BRANO DI LETTURA:
══════

CARCERI. "LAVORO E FORMAZIONE COME PONTE TRA INTERNO ED ESTERNO"

“Come CNEL insieme al ministro Nordio - ha evidenziato -  abbiamo messo in piedi un progetto sul lavoro e la formazione per i detenuti, in carcere e fuori dal carcere. Qui finora hanno fallito tutti. Vogliamo arrivare a un testo di legge. Le carceri sono luoghi chiusi per antonomasia. Dobbiamo costruire un ponte e la chiave per la connessione tra interno ed esterno è il digitale. Realizziamo in carcere i call center. Parliamo di decine di migliaia di operatori. Vuol dire informatizzare le carceri, cablarle, strutturare i locali e le attrezzature, mettere l’aria condizionata e fare la formazione. Allora vedremo che il carcere cambia. L’obiettivo è la recidiva zero. Ci guadagnano tutti: i detenuti, la società, le vittime. È la logica win-win-win. È un investimento che serve al Paese”.


"CON BASSI SALARI IL MERCATO SI VENDICA, I LAVORATORI SE NE VANNO"

══════

MATERIALE FORNITO:

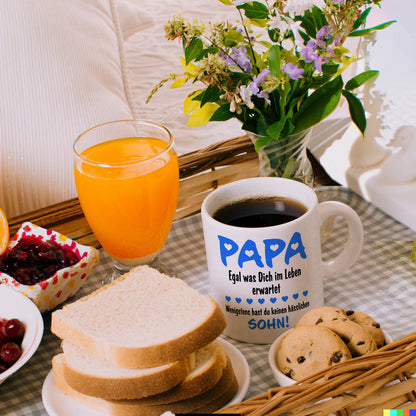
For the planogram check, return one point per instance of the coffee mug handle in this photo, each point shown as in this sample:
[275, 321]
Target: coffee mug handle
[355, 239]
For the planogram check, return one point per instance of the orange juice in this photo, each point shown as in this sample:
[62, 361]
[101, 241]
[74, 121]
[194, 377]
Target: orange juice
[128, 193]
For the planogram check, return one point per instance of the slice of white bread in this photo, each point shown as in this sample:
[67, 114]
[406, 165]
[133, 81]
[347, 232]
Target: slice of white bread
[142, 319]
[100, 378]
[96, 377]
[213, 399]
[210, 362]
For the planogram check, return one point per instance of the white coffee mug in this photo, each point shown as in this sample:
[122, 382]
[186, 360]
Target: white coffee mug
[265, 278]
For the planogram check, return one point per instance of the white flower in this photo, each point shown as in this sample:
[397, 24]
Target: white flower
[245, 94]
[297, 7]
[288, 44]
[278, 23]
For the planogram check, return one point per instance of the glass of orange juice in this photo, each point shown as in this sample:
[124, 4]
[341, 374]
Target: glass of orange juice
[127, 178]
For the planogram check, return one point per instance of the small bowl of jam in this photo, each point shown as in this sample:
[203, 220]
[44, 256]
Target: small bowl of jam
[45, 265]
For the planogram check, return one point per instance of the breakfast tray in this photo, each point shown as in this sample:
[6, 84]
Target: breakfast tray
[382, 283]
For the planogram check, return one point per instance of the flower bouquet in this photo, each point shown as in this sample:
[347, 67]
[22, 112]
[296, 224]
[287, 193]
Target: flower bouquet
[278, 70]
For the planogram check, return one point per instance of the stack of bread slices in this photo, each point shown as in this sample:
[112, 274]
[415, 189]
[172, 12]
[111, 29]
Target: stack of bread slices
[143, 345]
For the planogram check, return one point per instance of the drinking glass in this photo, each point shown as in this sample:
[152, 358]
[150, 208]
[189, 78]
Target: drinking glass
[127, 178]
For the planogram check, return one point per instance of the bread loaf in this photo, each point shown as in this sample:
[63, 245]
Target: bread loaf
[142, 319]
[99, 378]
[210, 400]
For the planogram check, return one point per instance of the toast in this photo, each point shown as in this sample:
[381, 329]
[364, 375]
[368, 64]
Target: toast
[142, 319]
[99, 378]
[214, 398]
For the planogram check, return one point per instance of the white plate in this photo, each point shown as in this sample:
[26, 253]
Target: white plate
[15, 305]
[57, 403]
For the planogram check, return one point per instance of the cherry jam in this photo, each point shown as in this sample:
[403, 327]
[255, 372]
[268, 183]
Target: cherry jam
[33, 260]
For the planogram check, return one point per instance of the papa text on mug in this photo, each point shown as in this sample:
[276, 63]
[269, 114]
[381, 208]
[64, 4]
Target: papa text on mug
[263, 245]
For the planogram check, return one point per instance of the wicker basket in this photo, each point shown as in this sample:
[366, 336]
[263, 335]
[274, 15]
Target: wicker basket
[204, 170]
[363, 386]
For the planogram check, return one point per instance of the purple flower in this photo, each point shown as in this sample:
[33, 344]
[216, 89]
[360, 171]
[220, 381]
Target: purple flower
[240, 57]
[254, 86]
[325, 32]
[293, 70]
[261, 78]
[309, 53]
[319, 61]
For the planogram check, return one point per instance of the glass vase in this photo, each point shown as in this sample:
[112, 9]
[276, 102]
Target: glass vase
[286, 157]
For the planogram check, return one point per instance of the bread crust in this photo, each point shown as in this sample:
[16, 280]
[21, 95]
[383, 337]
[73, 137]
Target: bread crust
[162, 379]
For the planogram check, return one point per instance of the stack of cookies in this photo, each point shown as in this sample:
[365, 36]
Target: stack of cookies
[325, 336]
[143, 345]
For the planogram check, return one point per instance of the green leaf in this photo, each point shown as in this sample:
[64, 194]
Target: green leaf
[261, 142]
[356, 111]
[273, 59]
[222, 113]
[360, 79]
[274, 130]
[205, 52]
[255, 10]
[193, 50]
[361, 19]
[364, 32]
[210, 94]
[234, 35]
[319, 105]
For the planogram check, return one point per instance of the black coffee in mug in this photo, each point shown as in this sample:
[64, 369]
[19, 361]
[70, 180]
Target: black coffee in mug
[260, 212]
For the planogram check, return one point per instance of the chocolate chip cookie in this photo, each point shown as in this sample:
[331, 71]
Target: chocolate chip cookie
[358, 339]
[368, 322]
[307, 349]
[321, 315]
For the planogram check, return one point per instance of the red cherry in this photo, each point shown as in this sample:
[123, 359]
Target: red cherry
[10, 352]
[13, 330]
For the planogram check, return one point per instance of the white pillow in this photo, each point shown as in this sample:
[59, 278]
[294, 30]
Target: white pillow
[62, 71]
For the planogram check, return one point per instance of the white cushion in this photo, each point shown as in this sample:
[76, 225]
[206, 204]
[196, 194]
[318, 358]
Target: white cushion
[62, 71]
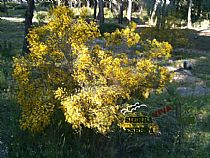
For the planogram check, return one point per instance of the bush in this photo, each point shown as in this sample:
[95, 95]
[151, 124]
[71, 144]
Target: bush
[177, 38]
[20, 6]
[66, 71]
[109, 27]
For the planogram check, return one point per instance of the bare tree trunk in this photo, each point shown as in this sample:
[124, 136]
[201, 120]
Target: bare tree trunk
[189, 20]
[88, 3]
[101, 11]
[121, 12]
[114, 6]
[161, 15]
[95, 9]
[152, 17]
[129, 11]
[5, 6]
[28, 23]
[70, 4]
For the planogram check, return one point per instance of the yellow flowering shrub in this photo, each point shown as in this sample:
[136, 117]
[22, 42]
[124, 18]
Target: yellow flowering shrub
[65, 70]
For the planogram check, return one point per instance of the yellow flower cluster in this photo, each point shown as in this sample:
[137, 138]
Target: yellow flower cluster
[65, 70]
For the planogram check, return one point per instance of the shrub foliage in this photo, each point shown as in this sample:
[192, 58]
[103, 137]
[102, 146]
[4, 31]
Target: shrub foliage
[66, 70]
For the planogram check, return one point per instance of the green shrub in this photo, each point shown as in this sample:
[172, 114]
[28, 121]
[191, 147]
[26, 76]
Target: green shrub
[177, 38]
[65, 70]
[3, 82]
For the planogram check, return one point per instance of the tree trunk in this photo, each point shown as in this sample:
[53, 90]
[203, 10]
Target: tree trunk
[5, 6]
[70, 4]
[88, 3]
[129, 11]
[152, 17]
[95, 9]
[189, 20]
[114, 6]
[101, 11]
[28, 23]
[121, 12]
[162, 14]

══════

DA SVOLGERE:
1: Raccogli, copiandole, tutte le righe dei record in cui compare la stringa "cluster".
2: Prosegui il testo sulle carceri a partire dalla sua ultima riga.

RISPOSTE:
1:
For the planogram check, return one point per instance of the yellow flower cluster in this photo, each point shown as in this sample:
Target: yellow flower cluster

2:
“I salari non crescono e dobbiamo chiederci perché. Le risposte sono complicate. Innanzitutto, dobbiamo considerare che la produttività è più difficile da realizzare nelle piccole e piccolissime imprese, dove ci sono meno investimenti tecnologici, meno investimenti organizzativi e di marketing. Poi bisogna chiedersi se i protagonisti delle relazioni industriali, sindacati datoriali e sindacati dei lavoratori, siano sempre riusciti a fare bene il proprio mestiere. Avere alti salari è ovviamente la cosa migliore. Non penso la strada giusta sia una legge. Ma non ho mai visto lavoratori produttivi, efficienti e soddisfatti con bassi salari. È il mercato stesso a vendicarsi, perché i lavoratori se ne vanno dove i salari sono più alti”, ha così concluso il presidente del CNEL.